Emotional Reorganizations


One of the most straightforward implications of the organization approach to cognitive development is that each major reorganization or level of development should produce a significant change in emotions. This hypothesis has been pursued most explicitly in infancy, for which data and theory have suggested reliable emotional concomitants of general behavioral reorganizations (Campos et al., 1978; Emde et al., 1976; McCall et al., 1977; Papousek and Papousek, 1979; Sroufe, 1979; Zelazo and Leonard, 1983). For example, the social smile, eye-to-eye contact, and the greeting response all seem to emerge at 2-4 months, which is also a time of major cognitive reorganization. Similarly, at 7-9 months, stranger distress, separation distress, and fear of heights appear to increase dramatically just as another cognitive reorganization is occurring.
Similar emotional reorganizations can be expected to occur for every new cognitive-developmental level during the school years, although virtually no research has examined such changes. Despite the dearth of research, the psychological literature suggests many possible examples of such reorganizations involving emotions.
With the emergence of simple relations of representations at approximately age 4, there appears to be a surge of new emotions accompanying the new understanding of social roles in the family. The emotions described in Freud's (1909/1962) analysis of the Oedipus conflict may well be a part of this reorganization (Fischer and Watson, 1981). The understanding of social roles may also lead to a change in the nature of friendships, since the child will now be able to understand the role relations in friendship (see Furman, 1982; Hartup, 1983). Any such change in important social relationships would seem almost inevitably to have emotional consequences.
For the development of concrete operations at age 6-7, a number of emotional changes have been suggested by Freud and others. At this point, children appear to develop a clear-cut conscience, with an accompanying surge in guilt (Freud, 1924/1961, 1933/1965). They develop the capacity for social comparison, so they can compare and contrast their own behavior with that of other people (Ruble, 1983). Presumably, this capacity can lead to a surge in both anxiety and pride about one's relative social standing. One component of this new ability for social comparison may also be a spurt in identification with parents and other significant adults, since identification requires the comparison of self with the adult (Kagan, 1958). Any change in how children understand themselves is likely to have emotional implications.

#### Things to do:
(1) Translate the following sentence from the text on emotional reorganizations into Spanish: "Any change in how children understand themselves is likely to have emotional implications."
(2) Reproduce the lines of the listing starting at the line that contains "the grass field" and ending at the line that contains "275], [40, 210]]]", including both of these lines.

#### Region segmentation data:
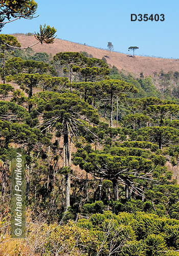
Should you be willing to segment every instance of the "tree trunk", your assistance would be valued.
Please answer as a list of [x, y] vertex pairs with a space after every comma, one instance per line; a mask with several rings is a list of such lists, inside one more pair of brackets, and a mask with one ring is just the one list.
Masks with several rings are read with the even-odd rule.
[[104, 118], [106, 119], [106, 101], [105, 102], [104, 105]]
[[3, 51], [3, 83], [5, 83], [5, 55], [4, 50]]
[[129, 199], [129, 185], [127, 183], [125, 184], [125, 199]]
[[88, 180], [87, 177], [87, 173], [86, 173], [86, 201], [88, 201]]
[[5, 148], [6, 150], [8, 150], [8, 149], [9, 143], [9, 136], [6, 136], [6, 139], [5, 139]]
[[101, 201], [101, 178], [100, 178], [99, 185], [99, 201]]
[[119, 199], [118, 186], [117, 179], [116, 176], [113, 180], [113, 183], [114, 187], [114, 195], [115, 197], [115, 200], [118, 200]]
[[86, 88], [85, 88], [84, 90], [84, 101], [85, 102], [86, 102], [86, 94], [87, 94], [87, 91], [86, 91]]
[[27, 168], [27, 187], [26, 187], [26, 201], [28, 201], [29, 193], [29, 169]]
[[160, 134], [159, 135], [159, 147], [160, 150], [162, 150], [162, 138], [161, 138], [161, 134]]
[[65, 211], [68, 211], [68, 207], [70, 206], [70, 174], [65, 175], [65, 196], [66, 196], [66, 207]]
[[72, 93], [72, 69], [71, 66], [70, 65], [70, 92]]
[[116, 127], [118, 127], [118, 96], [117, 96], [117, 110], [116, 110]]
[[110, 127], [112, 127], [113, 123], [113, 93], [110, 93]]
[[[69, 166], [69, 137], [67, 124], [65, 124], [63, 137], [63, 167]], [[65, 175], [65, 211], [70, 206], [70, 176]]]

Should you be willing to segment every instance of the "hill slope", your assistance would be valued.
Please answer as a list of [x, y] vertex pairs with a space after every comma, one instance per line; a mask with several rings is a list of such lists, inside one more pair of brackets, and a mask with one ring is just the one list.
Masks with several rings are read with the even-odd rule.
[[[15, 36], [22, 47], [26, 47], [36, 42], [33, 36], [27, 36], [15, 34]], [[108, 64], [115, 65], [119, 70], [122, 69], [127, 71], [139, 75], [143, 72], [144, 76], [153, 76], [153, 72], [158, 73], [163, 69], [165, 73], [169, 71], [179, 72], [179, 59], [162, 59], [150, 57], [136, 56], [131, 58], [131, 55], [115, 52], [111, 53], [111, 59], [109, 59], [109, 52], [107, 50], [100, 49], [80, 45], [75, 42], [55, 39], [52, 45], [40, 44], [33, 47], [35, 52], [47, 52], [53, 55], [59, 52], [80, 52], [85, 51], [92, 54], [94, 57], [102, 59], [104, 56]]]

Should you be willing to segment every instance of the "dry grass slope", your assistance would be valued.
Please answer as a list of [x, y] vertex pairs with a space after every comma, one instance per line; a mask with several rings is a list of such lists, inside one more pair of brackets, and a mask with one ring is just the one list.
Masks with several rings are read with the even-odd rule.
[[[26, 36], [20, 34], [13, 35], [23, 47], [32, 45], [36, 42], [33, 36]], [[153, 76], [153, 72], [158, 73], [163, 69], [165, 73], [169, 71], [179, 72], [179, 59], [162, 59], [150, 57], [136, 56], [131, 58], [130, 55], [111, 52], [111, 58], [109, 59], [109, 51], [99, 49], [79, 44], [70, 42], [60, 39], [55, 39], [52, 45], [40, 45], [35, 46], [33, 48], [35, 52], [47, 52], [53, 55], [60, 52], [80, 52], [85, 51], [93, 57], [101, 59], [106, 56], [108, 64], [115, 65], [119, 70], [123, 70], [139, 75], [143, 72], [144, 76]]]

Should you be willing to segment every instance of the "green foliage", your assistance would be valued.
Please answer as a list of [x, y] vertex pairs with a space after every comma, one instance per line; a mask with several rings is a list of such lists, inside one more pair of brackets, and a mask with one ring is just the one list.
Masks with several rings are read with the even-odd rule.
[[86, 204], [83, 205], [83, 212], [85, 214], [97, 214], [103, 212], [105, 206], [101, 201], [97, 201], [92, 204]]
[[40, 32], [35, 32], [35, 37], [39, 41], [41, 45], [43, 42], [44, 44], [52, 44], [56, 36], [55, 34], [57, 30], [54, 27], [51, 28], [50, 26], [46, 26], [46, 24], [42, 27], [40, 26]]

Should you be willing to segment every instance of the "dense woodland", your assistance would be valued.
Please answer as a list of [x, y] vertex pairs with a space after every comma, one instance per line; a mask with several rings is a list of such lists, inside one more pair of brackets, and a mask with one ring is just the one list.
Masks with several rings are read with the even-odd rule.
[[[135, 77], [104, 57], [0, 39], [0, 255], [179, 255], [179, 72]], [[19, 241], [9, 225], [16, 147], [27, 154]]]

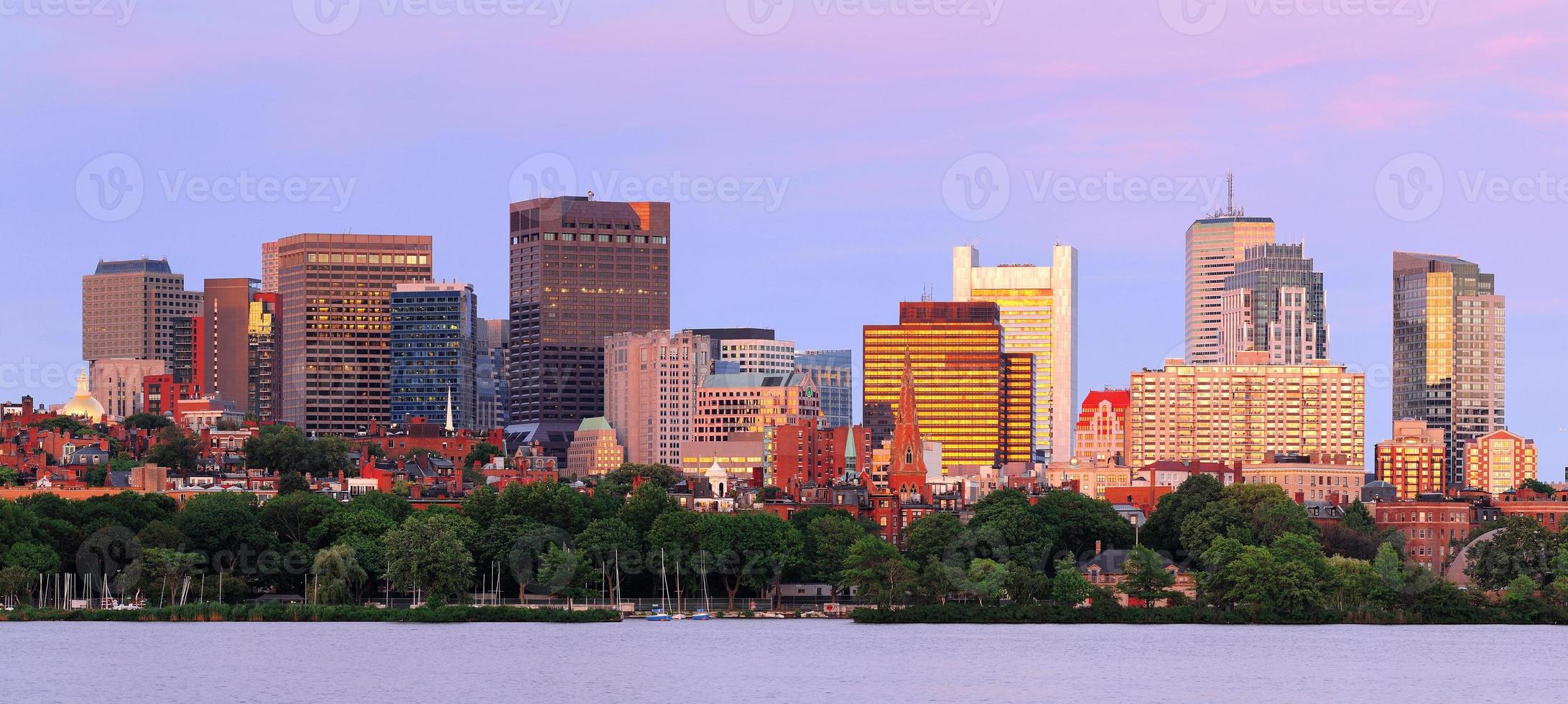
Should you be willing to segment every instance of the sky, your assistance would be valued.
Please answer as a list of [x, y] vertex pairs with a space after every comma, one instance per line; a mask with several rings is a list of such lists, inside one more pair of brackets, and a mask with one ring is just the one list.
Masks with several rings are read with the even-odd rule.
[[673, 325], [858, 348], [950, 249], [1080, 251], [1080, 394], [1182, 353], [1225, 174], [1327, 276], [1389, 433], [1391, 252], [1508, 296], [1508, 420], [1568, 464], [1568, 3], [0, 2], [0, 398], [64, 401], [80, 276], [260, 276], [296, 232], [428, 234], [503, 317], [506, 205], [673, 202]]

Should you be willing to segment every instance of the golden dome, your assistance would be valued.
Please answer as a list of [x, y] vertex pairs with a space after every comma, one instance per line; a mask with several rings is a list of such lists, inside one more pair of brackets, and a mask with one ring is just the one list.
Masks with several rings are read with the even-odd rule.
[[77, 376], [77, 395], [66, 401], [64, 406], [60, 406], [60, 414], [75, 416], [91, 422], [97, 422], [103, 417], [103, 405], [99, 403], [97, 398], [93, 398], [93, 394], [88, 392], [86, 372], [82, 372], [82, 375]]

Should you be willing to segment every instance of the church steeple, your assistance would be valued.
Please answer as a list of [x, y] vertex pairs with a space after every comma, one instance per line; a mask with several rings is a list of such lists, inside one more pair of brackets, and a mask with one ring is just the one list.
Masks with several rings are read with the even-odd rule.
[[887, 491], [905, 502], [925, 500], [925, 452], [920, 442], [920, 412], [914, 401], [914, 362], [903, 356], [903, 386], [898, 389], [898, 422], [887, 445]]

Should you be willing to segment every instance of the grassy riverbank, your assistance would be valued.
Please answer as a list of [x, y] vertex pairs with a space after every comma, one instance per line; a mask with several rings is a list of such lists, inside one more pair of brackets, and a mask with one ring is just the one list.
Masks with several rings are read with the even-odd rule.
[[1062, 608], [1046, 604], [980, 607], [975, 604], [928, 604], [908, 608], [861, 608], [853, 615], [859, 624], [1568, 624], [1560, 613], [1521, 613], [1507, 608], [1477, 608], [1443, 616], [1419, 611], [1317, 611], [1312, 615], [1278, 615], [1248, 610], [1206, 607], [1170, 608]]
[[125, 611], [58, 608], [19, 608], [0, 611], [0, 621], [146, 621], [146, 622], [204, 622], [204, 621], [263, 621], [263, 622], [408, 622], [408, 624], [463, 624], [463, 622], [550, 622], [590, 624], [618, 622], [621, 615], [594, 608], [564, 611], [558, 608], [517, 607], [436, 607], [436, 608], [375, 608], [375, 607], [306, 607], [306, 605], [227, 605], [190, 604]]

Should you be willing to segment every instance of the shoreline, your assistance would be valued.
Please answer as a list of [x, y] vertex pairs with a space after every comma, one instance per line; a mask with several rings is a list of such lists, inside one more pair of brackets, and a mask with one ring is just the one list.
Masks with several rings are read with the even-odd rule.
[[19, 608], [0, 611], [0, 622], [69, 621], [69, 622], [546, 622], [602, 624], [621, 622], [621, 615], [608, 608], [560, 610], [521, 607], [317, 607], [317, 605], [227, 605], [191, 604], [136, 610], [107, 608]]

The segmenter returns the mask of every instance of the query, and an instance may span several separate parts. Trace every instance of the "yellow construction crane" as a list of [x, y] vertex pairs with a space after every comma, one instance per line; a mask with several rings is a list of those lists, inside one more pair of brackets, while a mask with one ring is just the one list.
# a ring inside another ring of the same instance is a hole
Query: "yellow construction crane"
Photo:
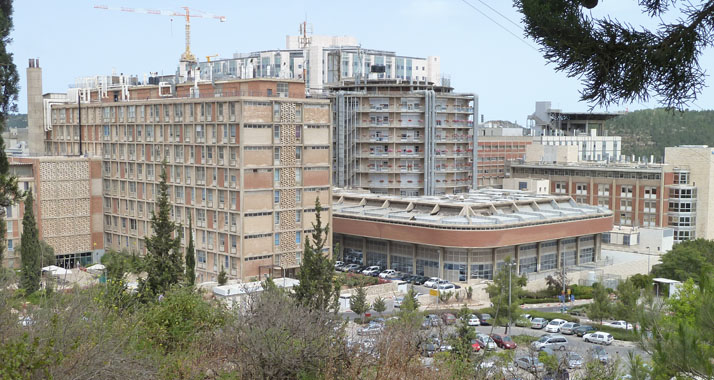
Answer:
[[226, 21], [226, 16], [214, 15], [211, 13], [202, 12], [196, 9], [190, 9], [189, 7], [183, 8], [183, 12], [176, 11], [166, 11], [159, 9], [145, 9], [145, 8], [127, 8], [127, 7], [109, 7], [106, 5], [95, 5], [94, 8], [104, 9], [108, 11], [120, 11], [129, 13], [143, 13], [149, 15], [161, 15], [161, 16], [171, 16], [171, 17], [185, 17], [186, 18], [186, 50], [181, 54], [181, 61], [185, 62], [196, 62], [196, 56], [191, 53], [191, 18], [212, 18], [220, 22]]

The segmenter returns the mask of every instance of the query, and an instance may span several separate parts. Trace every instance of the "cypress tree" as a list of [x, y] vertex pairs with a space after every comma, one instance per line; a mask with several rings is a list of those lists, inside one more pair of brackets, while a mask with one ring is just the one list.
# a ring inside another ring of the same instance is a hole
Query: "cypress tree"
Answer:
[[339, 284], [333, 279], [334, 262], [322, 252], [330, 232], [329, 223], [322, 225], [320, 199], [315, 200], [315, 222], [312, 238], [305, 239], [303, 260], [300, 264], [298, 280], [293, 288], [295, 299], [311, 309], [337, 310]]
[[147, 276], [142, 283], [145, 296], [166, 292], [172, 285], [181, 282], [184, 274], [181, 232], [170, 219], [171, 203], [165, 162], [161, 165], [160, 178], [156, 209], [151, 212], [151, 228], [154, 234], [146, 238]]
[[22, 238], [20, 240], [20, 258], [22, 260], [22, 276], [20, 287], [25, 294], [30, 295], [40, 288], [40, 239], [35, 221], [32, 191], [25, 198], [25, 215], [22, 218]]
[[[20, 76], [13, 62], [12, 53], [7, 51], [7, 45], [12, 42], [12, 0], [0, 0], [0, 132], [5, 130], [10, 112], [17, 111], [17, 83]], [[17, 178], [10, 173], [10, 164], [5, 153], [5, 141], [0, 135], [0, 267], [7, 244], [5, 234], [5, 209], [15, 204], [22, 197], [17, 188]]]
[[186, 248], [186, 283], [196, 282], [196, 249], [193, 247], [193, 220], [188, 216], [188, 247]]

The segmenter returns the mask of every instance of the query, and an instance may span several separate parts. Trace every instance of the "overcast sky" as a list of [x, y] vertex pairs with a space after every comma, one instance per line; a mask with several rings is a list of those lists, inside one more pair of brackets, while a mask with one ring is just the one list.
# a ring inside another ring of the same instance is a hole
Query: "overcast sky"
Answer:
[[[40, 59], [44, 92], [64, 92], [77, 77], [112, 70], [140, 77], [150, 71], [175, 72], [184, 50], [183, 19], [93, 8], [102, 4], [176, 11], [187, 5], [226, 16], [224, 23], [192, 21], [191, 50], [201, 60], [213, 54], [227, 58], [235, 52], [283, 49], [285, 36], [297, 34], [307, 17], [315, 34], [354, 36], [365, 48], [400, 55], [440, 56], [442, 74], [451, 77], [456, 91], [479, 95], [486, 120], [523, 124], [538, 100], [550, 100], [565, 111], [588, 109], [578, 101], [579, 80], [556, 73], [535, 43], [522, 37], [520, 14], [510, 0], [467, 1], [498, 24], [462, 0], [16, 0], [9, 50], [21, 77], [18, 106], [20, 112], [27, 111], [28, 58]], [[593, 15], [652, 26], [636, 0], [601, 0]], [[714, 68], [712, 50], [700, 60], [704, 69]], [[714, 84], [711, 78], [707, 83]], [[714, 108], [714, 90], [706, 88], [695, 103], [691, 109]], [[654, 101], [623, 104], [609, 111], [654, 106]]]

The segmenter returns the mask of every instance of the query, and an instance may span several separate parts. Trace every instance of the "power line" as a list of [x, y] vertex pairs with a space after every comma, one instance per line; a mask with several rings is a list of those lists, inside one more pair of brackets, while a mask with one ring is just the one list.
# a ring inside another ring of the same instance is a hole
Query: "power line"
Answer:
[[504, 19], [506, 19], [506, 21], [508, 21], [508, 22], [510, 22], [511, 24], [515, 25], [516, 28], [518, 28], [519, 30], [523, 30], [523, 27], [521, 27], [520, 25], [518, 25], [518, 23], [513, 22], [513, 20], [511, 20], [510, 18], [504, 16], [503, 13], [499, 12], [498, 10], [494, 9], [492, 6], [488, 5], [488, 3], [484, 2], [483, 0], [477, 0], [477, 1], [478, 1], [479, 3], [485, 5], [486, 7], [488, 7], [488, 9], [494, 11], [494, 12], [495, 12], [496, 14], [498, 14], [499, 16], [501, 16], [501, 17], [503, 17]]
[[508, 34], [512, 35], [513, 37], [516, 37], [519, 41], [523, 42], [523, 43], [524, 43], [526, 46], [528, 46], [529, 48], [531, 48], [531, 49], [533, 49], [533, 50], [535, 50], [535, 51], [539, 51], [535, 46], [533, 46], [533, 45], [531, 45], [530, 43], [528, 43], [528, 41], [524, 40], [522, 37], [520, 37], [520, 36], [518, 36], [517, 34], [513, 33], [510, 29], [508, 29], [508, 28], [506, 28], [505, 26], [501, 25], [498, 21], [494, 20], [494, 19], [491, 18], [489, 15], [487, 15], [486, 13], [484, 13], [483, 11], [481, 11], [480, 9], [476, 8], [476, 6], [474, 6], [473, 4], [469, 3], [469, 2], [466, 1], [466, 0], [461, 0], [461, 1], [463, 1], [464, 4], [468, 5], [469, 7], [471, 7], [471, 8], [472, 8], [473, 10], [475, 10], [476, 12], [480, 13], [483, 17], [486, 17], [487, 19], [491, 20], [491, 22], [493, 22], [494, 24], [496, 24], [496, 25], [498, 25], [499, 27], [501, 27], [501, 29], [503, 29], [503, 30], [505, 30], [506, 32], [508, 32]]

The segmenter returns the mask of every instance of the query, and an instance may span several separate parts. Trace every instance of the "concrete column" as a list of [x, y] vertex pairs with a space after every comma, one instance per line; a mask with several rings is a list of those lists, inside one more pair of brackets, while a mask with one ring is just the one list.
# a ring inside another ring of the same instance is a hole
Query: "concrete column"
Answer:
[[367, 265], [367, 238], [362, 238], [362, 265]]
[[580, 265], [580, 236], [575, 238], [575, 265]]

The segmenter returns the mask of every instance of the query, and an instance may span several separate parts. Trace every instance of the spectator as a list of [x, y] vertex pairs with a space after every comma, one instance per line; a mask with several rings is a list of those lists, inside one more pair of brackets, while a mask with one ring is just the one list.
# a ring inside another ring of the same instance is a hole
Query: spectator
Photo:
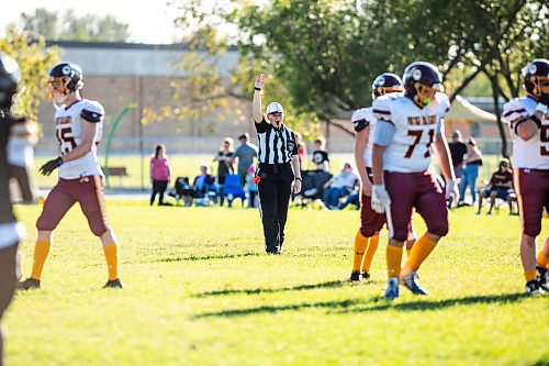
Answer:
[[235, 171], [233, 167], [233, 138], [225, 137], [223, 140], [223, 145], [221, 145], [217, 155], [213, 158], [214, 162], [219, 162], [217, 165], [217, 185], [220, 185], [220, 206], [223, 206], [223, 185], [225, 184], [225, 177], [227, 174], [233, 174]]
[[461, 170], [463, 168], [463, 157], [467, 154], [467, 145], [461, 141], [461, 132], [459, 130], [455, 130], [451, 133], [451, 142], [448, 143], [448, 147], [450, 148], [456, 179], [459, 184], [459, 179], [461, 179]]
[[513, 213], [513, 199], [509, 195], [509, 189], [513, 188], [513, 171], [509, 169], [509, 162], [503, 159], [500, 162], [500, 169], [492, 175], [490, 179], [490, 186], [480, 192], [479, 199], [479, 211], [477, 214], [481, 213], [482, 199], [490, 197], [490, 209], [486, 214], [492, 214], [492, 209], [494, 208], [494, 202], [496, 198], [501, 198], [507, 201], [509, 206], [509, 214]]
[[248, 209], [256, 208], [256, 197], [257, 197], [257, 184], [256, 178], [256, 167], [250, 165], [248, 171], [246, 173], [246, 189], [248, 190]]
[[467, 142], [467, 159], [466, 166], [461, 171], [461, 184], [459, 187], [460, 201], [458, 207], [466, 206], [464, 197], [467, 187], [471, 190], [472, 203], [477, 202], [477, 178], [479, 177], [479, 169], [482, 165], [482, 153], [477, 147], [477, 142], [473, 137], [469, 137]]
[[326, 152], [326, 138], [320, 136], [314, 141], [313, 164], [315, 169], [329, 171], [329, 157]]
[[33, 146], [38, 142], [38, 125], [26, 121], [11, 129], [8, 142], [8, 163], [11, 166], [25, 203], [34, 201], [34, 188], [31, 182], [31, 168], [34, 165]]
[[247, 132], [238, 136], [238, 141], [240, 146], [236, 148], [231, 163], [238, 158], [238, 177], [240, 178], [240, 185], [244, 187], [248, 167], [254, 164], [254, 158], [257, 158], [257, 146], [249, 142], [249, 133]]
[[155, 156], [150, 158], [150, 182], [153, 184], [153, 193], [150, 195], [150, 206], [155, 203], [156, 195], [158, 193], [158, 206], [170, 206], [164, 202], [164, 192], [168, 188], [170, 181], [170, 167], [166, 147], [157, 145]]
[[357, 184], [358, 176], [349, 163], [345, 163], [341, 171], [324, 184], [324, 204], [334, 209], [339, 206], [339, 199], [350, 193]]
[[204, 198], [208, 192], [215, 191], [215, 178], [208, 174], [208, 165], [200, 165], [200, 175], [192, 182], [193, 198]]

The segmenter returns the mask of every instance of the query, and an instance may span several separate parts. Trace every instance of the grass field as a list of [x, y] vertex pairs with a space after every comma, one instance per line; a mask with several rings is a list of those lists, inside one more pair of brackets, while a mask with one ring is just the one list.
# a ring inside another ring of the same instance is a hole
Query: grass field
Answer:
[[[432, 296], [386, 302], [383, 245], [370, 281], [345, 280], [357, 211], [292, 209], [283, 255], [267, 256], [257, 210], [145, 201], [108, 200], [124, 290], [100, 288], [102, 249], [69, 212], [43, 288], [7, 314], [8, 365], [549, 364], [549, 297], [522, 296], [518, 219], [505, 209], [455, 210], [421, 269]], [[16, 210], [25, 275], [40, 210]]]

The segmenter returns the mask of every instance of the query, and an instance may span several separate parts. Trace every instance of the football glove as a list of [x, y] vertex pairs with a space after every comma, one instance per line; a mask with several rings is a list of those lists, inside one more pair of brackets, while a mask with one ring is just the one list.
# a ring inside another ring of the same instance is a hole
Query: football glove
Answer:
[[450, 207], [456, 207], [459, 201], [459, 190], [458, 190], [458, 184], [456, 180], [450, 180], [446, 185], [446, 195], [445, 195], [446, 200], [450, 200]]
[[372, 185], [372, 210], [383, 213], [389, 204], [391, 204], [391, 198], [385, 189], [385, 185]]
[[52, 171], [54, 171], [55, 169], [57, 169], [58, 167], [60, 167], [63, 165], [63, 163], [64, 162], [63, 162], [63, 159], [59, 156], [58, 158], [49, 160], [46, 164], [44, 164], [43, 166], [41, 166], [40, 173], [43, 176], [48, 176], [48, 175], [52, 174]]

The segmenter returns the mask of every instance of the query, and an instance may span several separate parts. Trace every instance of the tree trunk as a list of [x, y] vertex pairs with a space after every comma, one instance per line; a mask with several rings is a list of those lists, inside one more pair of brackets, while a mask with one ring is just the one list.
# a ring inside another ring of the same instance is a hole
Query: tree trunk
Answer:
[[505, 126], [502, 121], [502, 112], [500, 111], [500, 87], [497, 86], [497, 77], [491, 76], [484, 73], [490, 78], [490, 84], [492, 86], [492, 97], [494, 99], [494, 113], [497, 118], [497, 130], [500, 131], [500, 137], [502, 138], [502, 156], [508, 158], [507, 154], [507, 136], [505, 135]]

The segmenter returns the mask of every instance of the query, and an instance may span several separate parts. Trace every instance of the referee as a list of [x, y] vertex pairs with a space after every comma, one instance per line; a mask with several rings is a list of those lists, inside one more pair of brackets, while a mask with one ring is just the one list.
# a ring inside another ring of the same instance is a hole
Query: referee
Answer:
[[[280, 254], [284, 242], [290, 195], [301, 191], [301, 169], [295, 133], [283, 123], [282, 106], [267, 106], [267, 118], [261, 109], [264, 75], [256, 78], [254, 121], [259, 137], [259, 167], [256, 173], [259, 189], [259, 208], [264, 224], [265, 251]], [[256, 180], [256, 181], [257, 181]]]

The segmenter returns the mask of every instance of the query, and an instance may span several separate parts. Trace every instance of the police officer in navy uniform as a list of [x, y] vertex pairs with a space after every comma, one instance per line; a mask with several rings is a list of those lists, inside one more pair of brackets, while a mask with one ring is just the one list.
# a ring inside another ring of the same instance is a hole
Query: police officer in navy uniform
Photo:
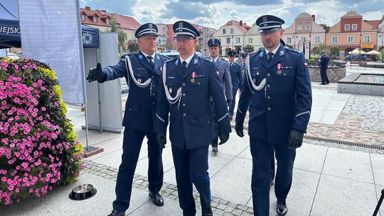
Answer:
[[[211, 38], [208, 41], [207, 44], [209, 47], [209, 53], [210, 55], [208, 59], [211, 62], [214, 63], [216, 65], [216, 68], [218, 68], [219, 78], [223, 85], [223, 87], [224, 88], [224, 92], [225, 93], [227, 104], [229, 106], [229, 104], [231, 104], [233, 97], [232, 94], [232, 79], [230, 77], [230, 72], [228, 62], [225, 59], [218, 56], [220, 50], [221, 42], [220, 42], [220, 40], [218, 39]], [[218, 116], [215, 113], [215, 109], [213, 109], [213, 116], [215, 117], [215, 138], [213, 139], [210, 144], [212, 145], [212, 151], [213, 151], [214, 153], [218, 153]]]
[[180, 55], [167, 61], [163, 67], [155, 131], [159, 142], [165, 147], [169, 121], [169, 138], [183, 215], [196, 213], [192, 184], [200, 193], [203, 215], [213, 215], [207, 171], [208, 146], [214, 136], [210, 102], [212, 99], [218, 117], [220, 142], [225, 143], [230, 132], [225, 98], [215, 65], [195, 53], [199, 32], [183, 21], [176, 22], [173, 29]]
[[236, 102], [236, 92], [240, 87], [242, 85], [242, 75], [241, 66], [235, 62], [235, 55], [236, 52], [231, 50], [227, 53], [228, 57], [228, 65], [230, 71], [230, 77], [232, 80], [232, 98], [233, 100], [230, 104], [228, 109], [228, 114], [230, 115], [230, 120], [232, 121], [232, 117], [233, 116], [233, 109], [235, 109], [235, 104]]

#### Replies:
(1) Es probable que cualquier cambio en la forma en que los niños se entienden a sí mismos tenga implicaciones emocionales.

(2)
The segmenter returns the mask of every instance of the query, and an instance may span several separate parts. Trace every instance of the grass field as a list of [x, y] vertex pairs with a space after every comma, one instance per line; a mask with several rings is a list of those lists, inside one more pair of brackets, while a mask with one ring is just the one list.
# a ring inside another ring of the same instance is a hole
Query: grass field
Answer:
[[[432, 296], [386, 302], [383, 245], [370, 281], [345, 280], [357, 211], [292, 209], [283, 255], [267, 256], [257, 210], [145, 201], [108, 200], [124, 290], [100, 288], [102, 249], [69, 212], [43, 288], [7, 314], [8, 365], [549, 364], [549, 297], [522, 296], [518, 219], [505, 209], [455, 210], [421, 269]], [[16, 210], [25, 275], [40, 210]]]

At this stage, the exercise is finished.